TASK STATEMENT: Give back exactly the line that contains "Target: person's right hand" and all the lines after it in the records below, to the very last, with no other output.
Start of Block
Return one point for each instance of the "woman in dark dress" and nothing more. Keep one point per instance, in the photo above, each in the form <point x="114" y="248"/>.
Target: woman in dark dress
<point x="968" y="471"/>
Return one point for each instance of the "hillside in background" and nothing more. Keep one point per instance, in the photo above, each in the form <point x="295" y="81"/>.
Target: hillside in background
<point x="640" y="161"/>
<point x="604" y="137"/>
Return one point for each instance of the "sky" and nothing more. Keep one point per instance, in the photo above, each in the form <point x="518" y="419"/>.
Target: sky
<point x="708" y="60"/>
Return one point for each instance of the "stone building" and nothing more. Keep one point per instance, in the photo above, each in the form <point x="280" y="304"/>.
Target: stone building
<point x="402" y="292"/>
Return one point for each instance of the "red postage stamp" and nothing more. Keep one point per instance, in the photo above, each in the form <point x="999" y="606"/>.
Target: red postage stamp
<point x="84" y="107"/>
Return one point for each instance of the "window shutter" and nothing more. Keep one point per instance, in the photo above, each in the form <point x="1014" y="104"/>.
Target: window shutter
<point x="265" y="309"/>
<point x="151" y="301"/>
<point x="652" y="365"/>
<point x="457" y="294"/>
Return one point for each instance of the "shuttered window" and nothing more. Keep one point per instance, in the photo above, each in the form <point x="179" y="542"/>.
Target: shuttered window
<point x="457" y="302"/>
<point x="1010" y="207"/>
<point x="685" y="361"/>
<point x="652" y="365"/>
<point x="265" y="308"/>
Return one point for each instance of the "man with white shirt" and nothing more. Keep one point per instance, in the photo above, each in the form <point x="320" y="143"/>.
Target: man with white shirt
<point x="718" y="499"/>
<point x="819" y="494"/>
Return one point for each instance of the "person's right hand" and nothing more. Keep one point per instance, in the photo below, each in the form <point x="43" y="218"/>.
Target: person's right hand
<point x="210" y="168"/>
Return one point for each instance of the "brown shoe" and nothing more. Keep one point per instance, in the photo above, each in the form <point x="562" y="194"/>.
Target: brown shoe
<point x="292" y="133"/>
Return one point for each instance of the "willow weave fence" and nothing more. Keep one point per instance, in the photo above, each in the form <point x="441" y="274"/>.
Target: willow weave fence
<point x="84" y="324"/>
End of Block
TASK OUTPUT:
Target: person's right hand
<point x="210" y="168"/>
Return one point for each instance of the "brown shoe" and nothing more. Keep one point per instance, in the photo above, each in the form <point x="562" y="194"/>.
Target: brown shoe
<point x="292" y="133"/>
Return one point for each instance of the "willow weave fence" and nothing more. Keep one point per instance, in the photo above, each in the form <point x="441" y="274"/>.
Target: willow weave fence
<point x="84" y="324"/>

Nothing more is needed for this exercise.